Exercise instructions:
An identical transcription of the records is required.

Data section:
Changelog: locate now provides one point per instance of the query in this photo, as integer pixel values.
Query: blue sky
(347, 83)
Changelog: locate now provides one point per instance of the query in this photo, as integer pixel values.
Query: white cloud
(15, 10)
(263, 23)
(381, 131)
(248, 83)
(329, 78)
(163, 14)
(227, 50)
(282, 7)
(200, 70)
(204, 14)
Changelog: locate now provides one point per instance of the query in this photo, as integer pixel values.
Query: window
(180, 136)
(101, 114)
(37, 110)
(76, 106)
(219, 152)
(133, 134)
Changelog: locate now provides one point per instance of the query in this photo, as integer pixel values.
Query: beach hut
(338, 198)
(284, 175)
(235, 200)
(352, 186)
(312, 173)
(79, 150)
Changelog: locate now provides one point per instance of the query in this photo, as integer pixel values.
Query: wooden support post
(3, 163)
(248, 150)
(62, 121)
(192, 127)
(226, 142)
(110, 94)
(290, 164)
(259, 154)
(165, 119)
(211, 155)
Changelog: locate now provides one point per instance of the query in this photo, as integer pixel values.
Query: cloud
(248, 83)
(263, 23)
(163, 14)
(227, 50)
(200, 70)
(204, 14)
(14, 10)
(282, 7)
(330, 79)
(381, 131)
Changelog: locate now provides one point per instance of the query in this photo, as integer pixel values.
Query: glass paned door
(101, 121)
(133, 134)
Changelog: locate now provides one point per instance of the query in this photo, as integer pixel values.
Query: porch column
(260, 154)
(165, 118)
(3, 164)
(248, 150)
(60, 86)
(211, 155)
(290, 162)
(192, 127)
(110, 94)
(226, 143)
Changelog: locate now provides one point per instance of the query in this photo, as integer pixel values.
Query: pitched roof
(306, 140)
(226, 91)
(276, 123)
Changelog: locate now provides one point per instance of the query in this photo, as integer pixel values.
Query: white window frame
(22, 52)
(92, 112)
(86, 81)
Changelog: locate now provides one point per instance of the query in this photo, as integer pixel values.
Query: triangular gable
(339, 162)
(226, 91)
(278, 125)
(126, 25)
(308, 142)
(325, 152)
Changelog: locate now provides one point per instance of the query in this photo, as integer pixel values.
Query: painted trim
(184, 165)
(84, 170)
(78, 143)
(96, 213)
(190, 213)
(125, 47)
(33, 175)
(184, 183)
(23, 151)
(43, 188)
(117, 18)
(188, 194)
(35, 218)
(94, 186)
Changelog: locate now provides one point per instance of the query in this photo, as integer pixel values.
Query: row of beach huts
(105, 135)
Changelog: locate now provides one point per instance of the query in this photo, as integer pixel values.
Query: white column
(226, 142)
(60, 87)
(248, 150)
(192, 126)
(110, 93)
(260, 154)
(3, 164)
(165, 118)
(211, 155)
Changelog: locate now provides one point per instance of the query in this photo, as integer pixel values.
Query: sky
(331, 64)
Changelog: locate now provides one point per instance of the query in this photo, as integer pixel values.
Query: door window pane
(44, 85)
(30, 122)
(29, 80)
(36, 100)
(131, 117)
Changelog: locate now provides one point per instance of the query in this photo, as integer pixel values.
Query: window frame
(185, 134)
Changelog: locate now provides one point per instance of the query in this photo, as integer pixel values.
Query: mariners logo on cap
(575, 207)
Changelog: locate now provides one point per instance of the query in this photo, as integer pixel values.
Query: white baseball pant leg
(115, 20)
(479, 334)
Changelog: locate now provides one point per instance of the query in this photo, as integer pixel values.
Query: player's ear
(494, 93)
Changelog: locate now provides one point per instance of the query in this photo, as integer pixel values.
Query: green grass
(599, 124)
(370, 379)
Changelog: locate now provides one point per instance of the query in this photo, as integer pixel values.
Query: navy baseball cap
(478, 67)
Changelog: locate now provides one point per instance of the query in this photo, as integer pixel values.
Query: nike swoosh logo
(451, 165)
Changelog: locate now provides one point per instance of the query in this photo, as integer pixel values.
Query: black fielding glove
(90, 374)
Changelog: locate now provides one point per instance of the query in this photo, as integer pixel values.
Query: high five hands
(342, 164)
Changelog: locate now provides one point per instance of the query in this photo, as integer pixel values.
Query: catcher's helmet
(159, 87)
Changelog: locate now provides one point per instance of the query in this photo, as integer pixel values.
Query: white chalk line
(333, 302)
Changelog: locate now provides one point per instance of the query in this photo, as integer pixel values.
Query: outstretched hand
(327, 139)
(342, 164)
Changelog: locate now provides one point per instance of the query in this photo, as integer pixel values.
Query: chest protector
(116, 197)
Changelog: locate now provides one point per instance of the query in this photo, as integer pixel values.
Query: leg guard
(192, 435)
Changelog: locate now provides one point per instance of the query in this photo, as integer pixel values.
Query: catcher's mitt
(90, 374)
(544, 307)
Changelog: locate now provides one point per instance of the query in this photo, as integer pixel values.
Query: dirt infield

Response for this exercise:
Changelog: locate now provides one point per instance of the query in this photo, as integer pixel values.
Query: blue sky
(347, 83)
Changelog: locate now provides one point per instance of the query in this photo, as integer pixel values.
Query: white cloud
(15, 10)
(263, 23)
(381, 131)
(248, 83)
(329, 78)
(163, 14)
(227, 50)
(282, 7)
(200, 70)
(204, 14)
Changelog: locate now provides one point per instance of the query in this photo, as integer pixel values.
Query: window
(180, 136)
(101, 114)
(37, 110)
(76, 106)
(219, 152)
(133, 134)
Changelog: locate now provides one point per instance of the query in this photo, as integer pixel values.
Query: beach hut
(338, 198)
(284, 175)
(235, 200)
(352, 186)
(312, 173)
(79, 150)
Changelog: locate now provides one point per instance of the query in this photo, as integer pixel values.
Query: wooden support post
(3, 163)
(248, 150)
(62, 121)
(192, 127)
(226, 142)
(110, 94)
(290, 164)
(259, 154)
(165, 119)
(211, 155)
Changelog: locate now provides one point per instance of the query in this photo, as integer pixel values.
Query: cloud
(248, 83)
(263, 23)
(163, 14)
(227, 50)
(200, 70)
(204, 14)
(14, 10)
(282, 7)
(330, 79)
(381, 131)
Changelog: locate now provides one point per instance of the query in this photo, as integer pixel values.
Query: glass paned door
(101, 121)
(133, 134)
Changelog: locate now provides one point per instance of the query in this photo, as integer pixel values.
Query: porch column
(260, 154)
(165, 118)
(3, 164)
(248, 150)
(60, 86)
(211, 155)
(290, 162)
(192, 127)
(110, 94)
(226, 143)
Changelog: locate now provides one point per instance of the query in this photo, as integer pixel values.
Query: pitched roof
(306, 140)
(226, 91)
(276, 123)
Changelog: locate now provides one point per instance of the query in this photo, as integer pixel values.
Query: white window frame
(22, 52)
(92, 112)
(86, 81)
Changelog: locate now provides one point per instance of the query in this photo, as integer pixel values.
Query: triangular gable
(339, 162)
(226, 91)
(278, 125)
(126, 25)
(308, 142)
(325, 152)
Changelog: locate now provides one point per instance of the query in this photo, as integer pixel values.
Query: painted trim
(184, 165)
(84, 170)
(78, 143)
(96, 213)
(190, 213)
(125, 47)
(33, 175)
(184, 183)
(23, 151)
(43, 188)
(117, 18)
(188, 194)
(35, 218)
(94, 186)
Changelog: locate now provides one point per instance of the query in this photo, as integer pixel values.
Query: row of beach huts
(105, 135)
Changelog: locate now provides one point per instance of the query in this photo, as integer pixel values.
Query: white column
(226, 142)
(60, 87)
(248, 150)
(192, 126)
(110, 93)
(260, 154)
(3, 164)
(165, 118)
(211, 155)
Changelog: locate now provides one point per instance of the query in this photo, as integer pixel values.
Query: sky
(331, 64)
Changelog: locate now provides one point per instance of the query in this photo, as integer pixel values.
Query: door window pane
(44, 85)
(30, 122)
(29, 80)
(36, 100)
(131, 117)
Changelog: locate now provides one point per instance of the query in this photo, as integer pixel values.
Query: window frame
(185, 134)
Changelog: locate now provides one point per instance of the query in this photo, as integer pixel values.
Query: mariners logo on cap
(575, 207)
Changelog: locate now provides one point per instance of the query in this photo, as integer pixel values.
Query: white baseball pant leg
(115, 20)
(479, 334)
Changelog: locate now provides one point per instance of the query in this photo, as integer pixel values.
Query: player's ear
(494, 93)
Changelog: locate now provides one point per instance of the query in this photo, as integer pixel values.
Query: green grass
(599, 124)
(370, 379)
Changelog: locate now provides one point per instance of the query in this photo, as integer pixel values.
Query: navy baseball cap
(478, 67)
Changelog: locate now provides one point per instance of the query in this photo, as integer pixel values.
Query: nike swoosh logo
(451, 165)
Changelog: locate now provides one point per instance of the query in this photo, as integer pixel values.
Query: black fielding glove
(90, 374)
Changelog: locate now provides one point per instance of the query in this photo, as integer pixel values.
Query: high five hands
(342, 164)
Changelog: locate now provides one point per instance of the query in this photo, as integer pixel values.
Query: catcher's helmet
(159, 87)
Changelog: locate now provides one point per instance of the query in this photo, as integer pixel values.
Query: white chalk line
(333, 302)
Changelog: locate now provides one point per instance of the query in this photo, as integer pixel values.
Query: outstretched hand
(327, 139)
(342, 164)
Changelog: locate now provides one point per instance of the query in this photo, as integer pixel values.
Query: chest protector
(116, 197)
Changelog: locate now provides one point per instance of the query in this photo, as integer pixel values.
Query: leg guard
(192, 435)
Changelog: locate now provides one point per instance of the query in this photo, as integer pixel values.
Query: catcher's mitt
(90, 374)
(544, 307)
Changelog: locate now provides one point per instance of the query in this photo, as integer pixel values.
Query: dirt infield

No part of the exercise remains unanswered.